Exercise directions | Set down exactly the lines that run from the line with "One point rides on each instance of the distant mountain, each" to the end of the data, and nothing else.

BEGIN Listed records

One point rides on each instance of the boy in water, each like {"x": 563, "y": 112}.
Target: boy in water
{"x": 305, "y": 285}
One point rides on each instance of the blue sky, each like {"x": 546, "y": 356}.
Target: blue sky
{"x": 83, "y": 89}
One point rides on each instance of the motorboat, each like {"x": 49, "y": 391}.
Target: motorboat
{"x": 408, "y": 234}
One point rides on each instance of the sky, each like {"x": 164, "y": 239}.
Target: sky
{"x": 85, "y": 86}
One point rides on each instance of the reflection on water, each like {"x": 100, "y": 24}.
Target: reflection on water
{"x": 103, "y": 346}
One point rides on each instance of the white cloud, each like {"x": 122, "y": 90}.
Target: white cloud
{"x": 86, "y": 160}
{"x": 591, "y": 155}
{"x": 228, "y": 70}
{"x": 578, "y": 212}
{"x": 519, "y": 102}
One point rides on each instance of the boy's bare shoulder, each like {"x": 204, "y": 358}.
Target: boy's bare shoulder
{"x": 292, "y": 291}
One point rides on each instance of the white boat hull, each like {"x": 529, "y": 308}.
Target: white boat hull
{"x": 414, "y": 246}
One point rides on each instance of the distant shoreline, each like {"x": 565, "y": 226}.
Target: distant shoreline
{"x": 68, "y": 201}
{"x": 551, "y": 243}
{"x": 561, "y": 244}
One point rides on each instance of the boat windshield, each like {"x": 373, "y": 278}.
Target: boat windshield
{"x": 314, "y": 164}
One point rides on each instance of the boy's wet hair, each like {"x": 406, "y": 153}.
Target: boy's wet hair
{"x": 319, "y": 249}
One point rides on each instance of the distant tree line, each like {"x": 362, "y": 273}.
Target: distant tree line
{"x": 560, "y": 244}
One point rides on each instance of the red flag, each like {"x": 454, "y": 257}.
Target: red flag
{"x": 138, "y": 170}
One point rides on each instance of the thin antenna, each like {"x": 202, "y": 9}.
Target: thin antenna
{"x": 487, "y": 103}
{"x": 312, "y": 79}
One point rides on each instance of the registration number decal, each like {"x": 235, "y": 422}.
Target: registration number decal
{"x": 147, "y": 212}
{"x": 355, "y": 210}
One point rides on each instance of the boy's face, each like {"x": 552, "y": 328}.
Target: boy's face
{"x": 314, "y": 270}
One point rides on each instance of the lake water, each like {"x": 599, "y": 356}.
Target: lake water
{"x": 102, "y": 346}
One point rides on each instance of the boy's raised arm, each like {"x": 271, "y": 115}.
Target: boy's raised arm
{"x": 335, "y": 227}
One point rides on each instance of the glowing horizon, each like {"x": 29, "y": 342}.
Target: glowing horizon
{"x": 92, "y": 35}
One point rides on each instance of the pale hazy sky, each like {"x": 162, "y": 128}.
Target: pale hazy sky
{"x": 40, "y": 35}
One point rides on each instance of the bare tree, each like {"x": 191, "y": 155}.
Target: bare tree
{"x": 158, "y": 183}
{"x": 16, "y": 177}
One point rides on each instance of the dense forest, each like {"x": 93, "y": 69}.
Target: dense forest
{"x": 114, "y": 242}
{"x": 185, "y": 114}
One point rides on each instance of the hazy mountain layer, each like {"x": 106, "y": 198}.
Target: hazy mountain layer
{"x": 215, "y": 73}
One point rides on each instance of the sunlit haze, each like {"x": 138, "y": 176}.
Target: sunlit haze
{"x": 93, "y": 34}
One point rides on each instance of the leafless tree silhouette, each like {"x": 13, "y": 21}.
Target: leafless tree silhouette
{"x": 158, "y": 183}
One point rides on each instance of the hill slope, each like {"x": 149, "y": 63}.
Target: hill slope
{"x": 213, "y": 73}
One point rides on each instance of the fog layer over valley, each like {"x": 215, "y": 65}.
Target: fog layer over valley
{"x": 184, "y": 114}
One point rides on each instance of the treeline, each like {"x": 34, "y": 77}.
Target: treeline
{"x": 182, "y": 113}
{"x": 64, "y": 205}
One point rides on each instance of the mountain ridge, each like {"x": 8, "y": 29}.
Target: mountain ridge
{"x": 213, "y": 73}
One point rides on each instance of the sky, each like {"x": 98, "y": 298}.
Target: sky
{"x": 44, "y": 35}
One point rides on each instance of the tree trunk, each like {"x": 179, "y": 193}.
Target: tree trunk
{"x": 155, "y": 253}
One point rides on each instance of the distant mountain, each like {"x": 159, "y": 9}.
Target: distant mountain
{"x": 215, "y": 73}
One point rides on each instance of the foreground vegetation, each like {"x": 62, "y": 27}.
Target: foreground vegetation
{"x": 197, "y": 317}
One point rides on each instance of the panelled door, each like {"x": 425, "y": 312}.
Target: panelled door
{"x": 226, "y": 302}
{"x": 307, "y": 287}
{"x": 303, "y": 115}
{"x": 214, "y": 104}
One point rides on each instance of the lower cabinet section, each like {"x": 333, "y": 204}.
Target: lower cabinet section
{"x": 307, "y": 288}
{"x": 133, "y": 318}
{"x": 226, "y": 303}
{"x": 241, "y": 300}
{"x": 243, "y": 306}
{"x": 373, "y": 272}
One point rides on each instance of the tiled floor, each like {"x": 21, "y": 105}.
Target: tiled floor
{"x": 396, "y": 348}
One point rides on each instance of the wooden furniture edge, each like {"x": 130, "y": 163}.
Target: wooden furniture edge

END Listed records

Written reply |
One point rides on each instance of the distant mountain, each like {"x": 159, "y": 9}.
Target: distant mountain
{"x": 215, "y": 73}
One point rides on each instance of the foreground vegetation, each like {"x": 62, "y": 27}.
Target: foreground vegetation
{"x": 197, "y": 317}
One point rides on each instance of the panelled door, each like {"x": 425, "y": 312}.
Target: panelled door
{"x": 226, "y": 302}
{"x": 307, "y": 287}
{"x": 303, "y": 115}
{"x": 214, "y": 104}
One point rides on each instance of the lower cabinet section, each like {"x": 333, "y": 204}.
Target: lower cabinet section
{"x": 307, "y": 288}
{"x": 133, "y": 318}
{"x": 226, "y": 303}
{"x": 241, "y": 300}
{"x": 243, "y": 306}
{"x": 373, "y": 272}
One point rides on each instance of the tiled floor, each like {"x": 21, "y": 105}.
Target: tiled floor
{"x": 396, "y": 348}
One point rides on each instance of the wooden furniture edge, each like {"x": 130, "y": 163}.
Target: wooden furniture edge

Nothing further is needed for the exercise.